What follows is a set of records, each of which is to be written out exactly.

[[ GIVEN RECORDS, beginning ]]

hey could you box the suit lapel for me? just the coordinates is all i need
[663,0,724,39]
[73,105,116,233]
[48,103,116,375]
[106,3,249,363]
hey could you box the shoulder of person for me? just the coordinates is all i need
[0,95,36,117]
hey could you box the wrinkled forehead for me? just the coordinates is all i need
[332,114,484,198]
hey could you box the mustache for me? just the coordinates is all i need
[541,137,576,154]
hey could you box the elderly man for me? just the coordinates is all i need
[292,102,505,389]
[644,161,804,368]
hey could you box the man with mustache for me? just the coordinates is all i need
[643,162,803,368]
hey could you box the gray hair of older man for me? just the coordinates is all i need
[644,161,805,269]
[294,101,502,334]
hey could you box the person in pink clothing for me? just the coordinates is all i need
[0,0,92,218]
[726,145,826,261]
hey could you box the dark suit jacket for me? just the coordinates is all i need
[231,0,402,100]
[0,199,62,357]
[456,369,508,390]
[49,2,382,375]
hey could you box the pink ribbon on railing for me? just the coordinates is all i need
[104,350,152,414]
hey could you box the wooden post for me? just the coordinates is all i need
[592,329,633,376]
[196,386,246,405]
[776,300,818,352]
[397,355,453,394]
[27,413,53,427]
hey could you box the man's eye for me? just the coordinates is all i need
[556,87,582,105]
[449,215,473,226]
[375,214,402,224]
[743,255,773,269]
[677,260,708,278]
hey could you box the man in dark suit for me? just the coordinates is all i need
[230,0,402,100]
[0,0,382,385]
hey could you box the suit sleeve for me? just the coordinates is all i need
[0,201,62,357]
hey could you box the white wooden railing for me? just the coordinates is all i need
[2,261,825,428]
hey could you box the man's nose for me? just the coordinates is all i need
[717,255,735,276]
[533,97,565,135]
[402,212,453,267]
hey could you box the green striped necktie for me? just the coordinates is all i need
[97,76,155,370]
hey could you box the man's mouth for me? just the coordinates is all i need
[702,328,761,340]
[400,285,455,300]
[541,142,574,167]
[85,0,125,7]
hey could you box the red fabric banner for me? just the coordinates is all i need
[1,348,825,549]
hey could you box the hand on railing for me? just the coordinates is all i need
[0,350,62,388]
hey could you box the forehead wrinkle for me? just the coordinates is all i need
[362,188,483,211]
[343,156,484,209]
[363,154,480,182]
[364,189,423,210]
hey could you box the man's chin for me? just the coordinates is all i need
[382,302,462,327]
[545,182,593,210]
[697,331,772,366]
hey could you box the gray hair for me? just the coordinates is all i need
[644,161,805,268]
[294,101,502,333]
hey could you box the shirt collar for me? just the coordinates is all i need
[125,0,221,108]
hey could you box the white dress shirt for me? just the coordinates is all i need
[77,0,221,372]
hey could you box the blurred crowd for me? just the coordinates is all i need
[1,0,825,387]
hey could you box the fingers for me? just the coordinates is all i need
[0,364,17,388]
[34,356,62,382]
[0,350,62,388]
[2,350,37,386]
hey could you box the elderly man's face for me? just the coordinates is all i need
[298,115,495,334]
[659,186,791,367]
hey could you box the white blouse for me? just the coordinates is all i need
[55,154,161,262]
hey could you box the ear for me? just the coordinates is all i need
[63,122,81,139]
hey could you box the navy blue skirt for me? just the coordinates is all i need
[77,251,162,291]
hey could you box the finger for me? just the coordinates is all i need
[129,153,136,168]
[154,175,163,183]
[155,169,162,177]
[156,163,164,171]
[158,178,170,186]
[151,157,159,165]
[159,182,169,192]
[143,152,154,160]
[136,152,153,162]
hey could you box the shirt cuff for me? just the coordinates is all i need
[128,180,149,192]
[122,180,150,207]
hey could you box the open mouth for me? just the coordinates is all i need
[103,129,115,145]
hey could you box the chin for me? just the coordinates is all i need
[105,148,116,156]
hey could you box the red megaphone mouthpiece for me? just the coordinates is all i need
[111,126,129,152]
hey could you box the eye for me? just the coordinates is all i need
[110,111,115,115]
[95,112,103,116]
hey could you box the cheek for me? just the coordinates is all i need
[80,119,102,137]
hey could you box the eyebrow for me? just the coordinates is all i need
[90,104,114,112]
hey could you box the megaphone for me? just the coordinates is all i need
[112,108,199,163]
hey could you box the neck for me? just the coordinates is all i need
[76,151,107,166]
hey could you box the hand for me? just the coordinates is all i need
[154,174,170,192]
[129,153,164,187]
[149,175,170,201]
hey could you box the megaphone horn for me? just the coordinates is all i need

[[ GIVEN RECORDS, end ]]

▶ **FINISHED EXERCISE**:
hey could you box the suit lapel for me? just the coordinates is all i need
[663,0,724,39]
[73,105,116,233]
[48,103,116,375]
[106,3,249,363]
hey could you box the shoulder of person for me? just the coordinates is all i need
[0,95,36,117]
hey could you box the wrinkled forehead for me? just the coordinates is all i need
[332,114,484,198]
hey could you box the mustache for me? just the coordinates is all i need
[541,137,576,154]
hey could you box the elderly man for me? just the coordinates is all i need
[292,102,505,389]
[644,161,804,368]
hey could you box the man with mustache for me? just the coordinates is all i need
[643,162,803,368]
hey could you box the gray hair of older man for me? just the coordinates is all i need
[644,161,805,269]
[294,101,502,334]
hey could you box the person in pink clothing for me? just the coordinates is all i need
[0,0,92,218]
[726,145,826,261]
hey could you box the dark suit jacket for me? just the coordinates is all i need
[231,0,402,100]
[0,199,62,357]
[456,369,508,390]
[49,2,382,375]
hey could you box the pink ribbon on railing for me? just the coordinates is all i need
[104,350,152,414]
hey could you box the wooden post for me? just the coordinates is all i need
[592,329,633,376]
[196,386,246,405]
[776,300,818,352]
[397,355,453,394]
[27,413,53,427]
hey could you box the man's eye for me? just the coordinates is all i need
[556,87,582,105]
[449,215,473,226]
[375,214,402,224]
[743,255,773,269]
[677,260,708,278]
hey could you box the man in dark suit for me? just the coordinates is all i need
[230,0,402,100]
[0,0,382,385]
hey could you box the suit sleeve for me? just the coordinates is all i need
[0,201,62,357]
hey could you box the white wooden railing for me? just the coordinates is all i need
[2,261,825,428]
hey could you box the man's nose for me? just the coordinates is all i need
[717,255,735,276]
[533,97,565,135]
[402,212,453,267]
hey could you box the green striped necktie for me? just the coordinates is all i need
[97,76,155,370]
hey could you box the man's mouth for me? just the coordinates is all i need
[702,328,761,340]
[400,285,455,300]
[541,142,574,167]
[85,0,125,7]
hey could you box the red fabric banner for me? just the coordinates is all i need
[1,348,825,549]
hey could you box the hand on railing for me? just the coordinates is all i need
[0,350,62,388]
hey could you box the forehead wrinkle for me? just the coordinates is all i need
[362,188,483,211]
[343,156,484,209]
[363,154,480,182]
[364,189,423,210]
hey could you box the man's chin for me? just the coordinates is all i need
[382,302,462,327]
[545,182,593,210]
[697,331,772,366]
hey could you box the gray hair for me? just the coordinates is all i need
[644,161,805,268]
[294,101,502,333]
hey could you box the shirt collar for me? just the coordinates is all i need
[125,0,221,108]
hey could you box the white dress shirt for me? just the coordinates is all i need
[77,0,221,372]
hey could you box the blurred crowd for me? just the coordinates is all i need
[1,0,825,387]
hey could you box the fingers for me? just the coordinates is all i need
[0,364,17,388]
[34,356,62,382]
[0,350,62,388]
[2,350,37,386]
hey could you box the elderly man's face for me? just the coordinates is all i need
[298,115,495,334]
[659,186,791,367]
hey could you box the white blouse for me? just the coordinates is all i need
[55,154,161,262]
hey could you box the ear for me? just the coordinates is all i need
[63,122,81,139]
hey could you box the navy blue skirt for me? just the coordinates is all i need
[77,251,162,291]
hey could you box the finger for me? just the coordinates is all i need
[129,153,136,168]
[154,175,163,183]
[155,169,162,177]
[156,163,164,171]
[158,178,170,186]
[151,157,159,165]
[159,182,169,192]
[143,152,154,160]
[136,152,153,162]
hey could you box the shirt cuff for me? just the coordinates is all i need
[128,180,149,192]
[122,180,150,207]
hey could you box the open mouth for me? just the coordinates is all i need
[103,129,115,145]
hey could you box the chin for me? just the coordinates is all i need
[105,148,116,156]
hey could you box the red megaphone mouthpiece for me? just the coordinates is all i need
[111,126,129,152]
hey could you box the eye for me? just the coordinates is all i need
[110,111,115,115]
[95,112,103,116]
hey could you box the cheek for me? just the coordinates is all i need
[80,119,102,137]
hey could you box the eyebrow for me? just the coordinates is all i need
[90,104,114,112]
hey could you box the megaphone for me? just the coordinates is all i need
[112,108,199,163]
hey could you box the neck for me? just the coordinates is all i need
[76,151,107,166]
hey could you box the hand for me? just the coordinates is all i need
[154,174,170,192]
[129,153,164,187]
[149,175,170,201]
hey could you box the megaphone horn for me? just the coordinates is all i need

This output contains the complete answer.